## Records for processing

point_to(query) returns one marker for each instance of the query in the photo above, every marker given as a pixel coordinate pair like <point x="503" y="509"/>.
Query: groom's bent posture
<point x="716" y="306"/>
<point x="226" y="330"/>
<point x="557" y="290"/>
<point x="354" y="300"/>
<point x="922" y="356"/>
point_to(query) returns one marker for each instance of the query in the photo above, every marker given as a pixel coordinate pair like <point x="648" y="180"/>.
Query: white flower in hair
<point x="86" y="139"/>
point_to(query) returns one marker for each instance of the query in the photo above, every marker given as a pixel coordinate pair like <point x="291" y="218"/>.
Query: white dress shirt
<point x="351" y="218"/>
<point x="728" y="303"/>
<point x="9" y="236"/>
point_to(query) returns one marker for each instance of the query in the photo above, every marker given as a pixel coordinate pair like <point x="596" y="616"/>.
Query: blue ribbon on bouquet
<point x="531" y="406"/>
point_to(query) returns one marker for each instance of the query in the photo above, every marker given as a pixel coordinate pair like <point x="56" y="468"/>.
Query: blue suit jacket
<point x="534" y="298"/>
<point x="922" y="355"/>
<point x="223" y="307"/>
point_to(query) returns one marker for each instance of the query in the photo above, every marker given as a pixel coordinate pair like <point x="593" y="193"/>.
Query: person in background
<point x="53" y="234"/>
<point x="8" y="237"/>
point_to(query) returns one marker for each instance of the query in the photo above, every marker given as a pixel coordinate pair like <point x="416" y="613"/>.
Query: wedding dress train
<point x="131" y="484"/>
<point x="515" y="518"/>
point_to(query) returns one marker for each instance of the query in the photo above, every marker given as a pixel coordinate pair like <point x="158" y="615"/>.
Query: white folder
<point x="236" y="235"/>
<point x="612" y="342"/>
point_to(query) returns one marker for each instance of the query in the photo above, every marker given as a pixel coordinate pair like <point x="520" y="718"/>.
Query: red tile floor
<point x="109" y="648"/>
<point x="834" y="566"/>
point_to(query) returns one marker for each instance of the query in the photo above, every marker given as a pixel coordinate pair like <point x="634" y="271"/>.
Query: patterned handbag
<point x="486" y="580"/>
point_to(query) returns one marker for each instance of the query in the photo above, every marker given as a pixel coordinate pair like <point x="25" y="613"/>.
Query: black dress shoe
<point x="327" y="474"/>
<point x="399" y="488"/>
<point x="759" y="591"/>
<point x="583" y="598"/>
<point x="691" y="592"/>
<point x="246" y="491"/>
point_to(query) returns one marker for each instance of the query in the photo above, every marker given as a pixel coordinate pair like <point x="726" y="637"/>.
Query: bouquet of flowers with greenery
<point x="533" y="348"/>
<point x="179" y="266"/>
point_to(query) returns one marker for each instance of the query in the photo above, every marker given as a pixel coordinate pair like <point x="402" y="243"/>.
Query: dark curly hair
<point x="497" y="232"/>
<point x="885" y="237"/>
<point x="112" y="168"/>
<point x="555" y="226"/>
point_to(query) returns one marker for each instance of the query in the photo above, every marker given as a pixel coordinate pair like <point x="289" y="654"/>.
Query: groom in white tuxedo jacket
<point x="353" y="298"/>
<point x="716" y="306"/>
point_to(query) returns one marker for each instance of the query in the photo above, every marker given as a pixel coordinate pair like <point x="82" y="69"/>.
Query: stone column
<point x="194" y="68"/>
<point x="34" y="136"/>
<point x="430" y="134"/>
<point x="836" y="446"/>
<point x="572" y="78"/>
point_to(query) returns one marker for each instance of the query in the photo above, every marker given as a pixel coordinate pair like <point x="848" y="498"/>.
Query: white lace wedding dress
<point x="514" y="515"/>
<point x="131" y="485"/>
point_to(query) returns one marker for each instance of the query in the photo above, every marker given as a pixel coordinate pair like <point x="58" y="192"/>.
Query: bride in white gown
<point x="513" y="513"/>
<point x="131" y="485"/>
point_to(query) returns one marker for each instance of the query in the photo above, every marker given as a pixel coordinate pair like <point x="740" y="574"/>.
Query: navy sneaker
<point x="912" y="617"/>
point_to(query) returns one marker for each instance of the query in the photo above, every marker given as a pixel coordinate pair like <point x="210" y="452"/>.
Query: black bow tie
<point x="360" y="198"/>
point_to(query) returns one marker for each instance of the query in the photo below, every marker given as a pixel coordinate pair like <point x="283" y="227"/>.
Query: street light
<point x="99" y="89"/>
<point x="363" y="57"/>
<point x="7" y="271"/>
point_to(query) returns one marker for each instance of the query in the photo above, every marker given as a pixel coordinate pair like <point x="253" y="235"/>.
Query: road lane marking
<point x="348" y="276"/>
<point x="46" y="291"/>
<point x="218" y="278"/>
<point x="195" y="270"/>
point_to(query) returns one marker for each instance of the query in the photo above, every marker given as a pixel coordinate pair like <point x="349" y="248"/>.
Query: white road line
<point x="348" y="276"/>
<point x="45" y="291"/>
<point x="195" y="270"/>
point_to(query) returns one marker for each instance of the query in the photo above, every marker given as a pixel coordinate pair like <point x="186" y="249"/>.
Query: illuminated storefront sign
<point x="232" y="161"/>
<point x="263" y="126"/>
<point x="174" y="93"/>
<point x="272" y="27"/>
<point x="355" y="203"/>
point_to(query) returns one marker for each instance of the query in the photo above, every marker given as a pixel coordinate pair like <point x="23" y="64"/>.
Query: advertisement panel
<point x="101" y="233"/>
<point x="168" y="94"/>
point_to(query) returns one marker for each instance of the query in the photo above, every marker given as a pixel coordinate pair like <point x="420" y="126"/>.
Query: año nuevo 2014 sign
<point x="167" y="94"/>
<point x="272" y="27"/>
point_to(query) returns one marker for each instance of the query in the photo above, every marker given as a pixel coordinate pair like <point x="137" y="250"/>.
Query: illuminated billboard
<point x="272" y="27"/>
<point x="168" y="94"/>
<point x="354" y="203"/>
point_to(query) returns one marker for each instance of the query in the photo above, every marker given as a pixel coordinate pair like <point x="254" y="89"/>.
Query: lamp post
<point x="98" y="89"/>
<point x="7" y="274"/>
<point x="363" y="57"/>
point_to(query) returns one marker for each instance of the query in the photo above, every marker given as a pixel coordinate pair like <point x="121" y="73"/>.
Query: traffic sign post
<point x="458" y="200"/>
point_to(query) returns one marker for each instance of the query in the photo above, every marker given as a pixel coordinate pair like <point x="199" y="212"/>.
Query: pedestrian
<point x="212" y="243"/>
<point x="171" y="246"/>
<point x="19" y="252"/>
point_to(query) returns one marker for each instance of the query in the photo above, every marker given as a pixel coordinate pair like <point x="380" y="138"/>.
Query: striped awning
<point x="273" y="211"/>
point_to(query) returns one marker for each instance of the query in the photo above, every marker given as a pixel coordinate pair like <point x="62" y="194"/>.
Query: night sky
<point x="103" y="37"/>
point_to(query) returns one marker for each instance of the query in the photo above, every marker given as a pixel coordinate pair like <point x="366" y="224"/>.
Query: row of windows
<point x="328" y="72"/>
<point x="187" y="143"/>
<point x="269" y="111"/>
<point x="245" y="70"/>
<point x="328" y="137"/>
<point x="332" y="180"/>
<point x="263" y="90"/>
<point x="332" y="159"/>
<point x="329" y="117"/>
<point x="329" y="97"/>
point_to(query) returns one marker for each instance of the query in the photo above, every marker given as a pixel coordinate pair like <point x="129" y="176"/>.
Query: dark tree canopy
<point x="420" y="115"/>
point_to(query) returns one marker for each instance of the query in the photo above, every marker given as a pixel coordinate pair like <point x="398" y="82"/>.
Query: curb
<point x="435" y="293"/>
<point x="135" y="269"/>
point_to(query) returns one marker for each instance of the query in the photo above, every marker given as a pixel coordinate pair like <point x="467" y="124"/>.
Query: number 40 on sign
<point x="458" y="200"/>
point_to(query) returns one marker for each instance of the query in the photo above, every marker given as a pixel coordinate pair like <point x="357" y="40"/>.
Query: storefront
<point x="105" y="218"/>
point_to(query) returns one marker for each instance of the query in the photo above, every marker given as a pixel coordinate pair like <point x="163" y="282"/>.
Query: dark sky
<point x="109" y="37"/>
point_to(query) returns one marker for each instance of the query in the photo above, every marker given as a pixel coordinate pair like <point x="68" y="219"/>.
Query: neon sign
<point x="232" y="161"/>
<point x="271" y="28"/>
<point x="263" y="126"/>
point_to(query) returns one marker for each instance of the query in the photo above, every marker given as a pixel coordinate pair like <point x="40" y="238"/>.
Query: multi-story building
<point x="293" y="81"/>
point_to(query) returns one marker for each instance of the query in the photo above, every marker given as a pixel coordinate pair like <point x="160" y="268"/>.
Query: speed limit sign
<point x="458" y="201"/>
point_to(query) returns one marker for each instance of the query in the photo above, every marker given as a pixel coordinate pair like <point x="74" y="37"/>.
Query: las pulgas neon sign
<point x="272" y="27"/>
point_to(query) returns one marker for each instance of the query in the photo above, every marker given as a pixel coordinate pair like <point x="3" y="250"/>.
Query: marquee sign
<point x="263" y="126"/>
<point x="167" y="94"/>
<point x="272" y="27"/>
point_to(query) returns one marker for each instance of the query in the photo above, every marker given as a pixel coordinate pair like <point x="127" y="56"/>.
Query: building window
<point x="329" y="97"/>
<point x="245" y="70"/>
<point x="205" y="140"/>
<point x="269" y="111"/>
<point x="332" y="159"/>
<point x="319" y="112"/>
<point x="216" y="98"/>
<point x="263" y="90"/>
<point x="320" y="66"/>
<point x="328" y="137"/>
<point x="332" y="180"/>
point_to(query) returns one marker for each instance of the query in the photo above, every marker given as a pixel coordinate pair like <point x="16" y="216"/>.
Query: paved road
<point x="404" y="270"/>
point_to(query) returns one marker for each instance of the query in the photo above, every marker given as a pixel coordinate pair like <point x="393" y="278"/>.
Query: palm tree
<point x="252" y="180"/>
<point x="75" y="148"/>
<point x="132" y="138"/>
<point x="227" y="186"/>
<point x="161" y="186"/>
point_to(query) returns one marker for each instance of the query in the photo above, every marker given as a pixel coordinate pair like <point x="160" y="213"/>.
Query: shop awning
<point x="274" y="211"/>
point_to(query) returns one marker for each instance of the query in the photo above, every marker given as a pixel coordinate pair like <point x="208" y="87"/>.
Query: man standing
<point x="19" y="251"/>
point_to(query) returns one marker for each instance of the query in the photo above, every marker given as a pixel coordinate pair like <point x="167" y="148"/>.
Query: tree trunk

## Aim
Return each line of the records above that contains the string "building".

## Output for this exercise
Query: multi-story building
Query: building window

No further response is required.